Extract provided
+++++
Jump to content

User:Elukey/Ops/JessieMigration

From Wikitech

Background

https://phabricator.wikimedia.org/T123711

Target hosts

  • mc1004.eqiad.wmnet
  • mc1005.eqiad.wmnet

Prerequisites

Procedure

Remove the host from the pools

Send a code review like https://gerrit.wikimedia.org/r/#/c/269378/

You will probably see ~25 minutes of errors in due to puppet upgrading and restarting nutcracker: https://logstash.wikimedia.org/#/dashboard/elasticsearch/memcached

http://graphite.wikimedia.org/render/?width=586&height=308&target=MediaWiki.edit.failures.session_loss.count

Disable the running services

ssh to mc1004.eqiad.wmnet and disable redis/memcached:

sudo service redis-instance-tcp_6379 stop
sudo service memcached stop

Prepare the re-installation

Start with Server Lifecycle#Reinstallation:

ssh mc1004.eqiad.wmnet
sudo -i puppet agent --disable

Then destroy the key on the puppet-master:

ssh palladium.eqiad.wmnet
sudo -i puppet cert clean mc1004.eqiad.wmnet

and the salt key:

ssh neodymium.eqiad.wmnet
sudo -i salt-key -d mc1004.eqiad.wmnet

Then ssh to the console and reboot the host:

ssh root@mc1004.mgmt.eqiad.wmnet

Follow Platform-specific documentation/Dell PowerEdge RN10#Reboot and boot from network then console to boot from PXE. This will re-install the host and it will bring you to the next step.
+++++
Material supplied
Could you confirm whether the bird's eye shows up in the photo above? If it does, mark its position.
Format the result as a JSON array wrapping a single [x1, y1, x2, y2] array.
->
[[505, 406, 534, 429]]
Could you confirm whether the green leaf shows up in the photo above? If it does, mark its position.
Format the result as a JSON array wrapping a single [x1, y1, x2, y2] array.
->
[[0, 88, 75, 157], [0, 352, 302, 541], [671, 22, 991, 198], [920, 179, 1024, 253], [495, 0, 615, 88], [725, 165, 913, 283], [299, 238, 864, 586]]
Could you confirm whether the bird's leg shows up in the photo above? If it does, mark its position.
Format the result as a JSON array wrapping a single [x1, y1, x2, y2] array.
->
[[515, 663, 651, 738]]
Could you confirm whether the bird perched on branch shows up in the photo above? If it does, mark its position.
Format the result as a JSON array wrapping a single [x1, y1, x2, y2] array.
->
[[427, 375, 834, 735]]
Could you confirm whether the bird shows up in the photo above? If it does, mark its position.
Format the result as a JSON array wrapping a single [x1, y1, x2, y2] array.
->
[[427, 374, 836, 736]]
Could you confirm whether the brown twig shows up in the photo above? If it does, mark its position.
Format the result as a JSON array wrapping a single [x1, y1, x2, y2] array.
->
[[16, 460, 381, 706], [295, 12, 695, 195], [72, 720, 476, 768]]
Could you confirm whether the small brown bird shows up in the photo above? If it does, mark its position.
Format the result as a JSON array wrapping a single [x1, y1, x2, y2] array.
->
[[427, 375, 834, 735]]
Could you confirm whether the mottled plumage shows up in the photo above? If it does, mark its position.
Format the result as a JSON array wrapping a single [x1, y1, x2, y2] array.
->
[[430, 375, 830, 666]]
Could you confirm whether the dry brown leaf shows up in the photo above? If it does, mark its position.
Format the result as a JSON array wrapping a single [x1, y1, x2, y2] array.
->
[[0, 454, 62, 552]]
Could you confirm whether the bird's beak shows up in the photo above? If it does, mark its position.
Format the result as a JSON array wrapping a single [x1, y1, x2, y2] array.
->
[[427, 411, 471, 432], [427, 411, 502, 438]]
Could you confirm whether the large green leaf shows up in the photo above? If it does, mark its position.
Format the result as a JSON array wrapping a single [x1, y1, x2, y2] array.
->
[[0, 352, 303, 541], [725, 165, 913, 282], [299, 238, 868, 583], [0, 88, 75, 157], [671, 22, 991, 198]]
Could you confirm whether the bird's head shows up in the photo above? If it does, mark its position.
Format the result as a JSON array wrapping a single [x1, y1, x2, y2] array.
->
+++++
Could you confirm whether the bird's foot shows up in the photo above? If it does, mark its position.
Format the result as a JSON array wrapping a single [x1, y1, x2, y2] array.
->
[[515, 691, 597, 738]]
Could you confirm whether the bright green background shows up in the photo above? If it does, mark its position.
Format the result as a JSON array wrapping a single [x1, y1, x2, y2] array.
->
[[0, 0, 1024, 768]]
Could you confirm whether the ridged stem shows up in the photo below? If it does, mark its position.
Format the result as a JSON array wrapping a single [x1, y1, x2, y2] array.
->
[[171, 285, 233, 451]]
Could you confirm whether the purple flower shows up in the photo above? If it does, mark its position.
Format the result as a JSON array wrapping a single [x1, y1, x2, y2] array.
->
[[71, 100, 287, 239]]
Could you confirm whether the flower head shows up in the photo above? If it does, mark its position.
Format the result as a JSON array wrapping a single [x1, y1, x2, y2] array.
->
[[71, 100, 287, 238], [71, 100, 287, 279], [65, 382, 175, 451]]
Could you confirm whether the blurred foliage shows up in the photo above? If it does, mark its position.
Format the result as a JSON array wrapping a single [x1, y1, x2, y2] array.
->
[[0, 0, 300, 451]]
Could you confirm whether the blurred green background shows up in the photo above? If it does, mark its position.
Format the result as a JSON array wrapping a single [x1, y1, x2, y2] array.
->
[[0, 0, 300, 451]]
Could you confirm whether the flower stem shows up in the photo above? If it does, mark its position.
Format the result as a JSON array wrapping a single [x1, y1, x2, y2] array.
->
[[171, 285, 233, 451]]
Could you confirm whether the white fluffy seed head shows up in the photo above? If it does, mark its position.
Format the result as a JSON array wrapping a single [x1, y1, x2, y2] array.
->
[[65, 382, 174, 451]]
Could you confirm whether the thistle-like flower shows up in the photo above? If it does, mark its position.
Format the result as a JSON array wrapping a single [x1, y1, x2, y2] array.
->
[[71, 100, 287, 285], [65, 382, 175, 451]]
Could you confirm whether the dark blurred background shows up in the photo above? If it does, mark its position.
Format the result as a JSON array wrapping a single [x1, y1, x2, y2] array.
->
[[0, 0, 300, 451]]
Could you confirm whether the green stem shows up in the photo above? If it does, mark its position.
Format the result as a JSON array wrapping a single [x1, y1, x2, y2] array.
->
+++++
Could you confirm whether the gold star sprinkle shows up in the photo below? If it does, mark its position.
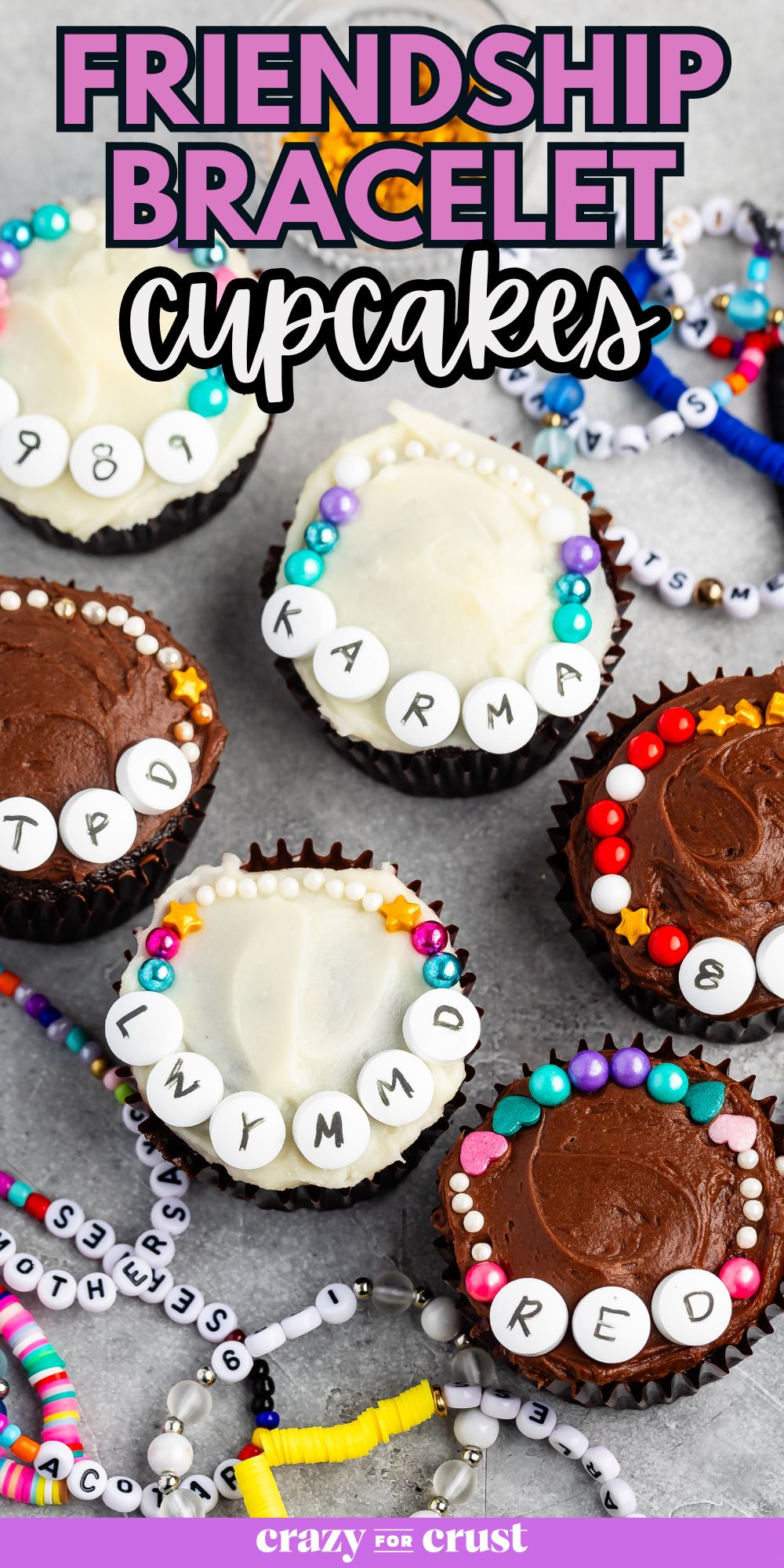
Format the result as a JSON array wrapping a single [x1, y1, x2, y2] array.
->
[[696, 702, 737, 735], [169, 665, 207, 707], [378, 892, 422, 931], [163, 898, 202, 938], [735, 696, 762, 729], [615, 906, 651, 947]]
+++++
Stated exercise A
In the Jessie migration page, rewrite the paragraph that begins "Follow Platform-specific documentation" more briefly, keeping its main facts.
Stated exercise B
In the rows, reproduce word for word everything between the line containing "Could you confirm whether the green leaf" and the line containing "[[515, 663, 651, 738]]", with both of those lines included.

Full response A
Use the Dell PowerEdge RN10 documentation section on rebooting and booting from network, then console, to PXE-boot the host. This reinstalls it and leads to the next step.

Full response B
Could you confirm whether the green leaf shows up in the photo above? If it does, mark its position.
Format the result as a JSON array wrapping a single [x1, y1, x2, y2] array.
->
[[0, 88, 75, 157], [0, 352, 302, 541], [671, 22, 991, 198], [920, 179, 1024, 253], [495, 0, 615, 88], [725, 165, 913, 283], [299, 238, 864, 586]]
Could you confirm whether the bird's leg shows up in the photo above? If it does, mark its position.
Format the result as a JSON array wrapping a single [x1, y1, x2, y2] array.
->
[[515, 663, 651, 738]]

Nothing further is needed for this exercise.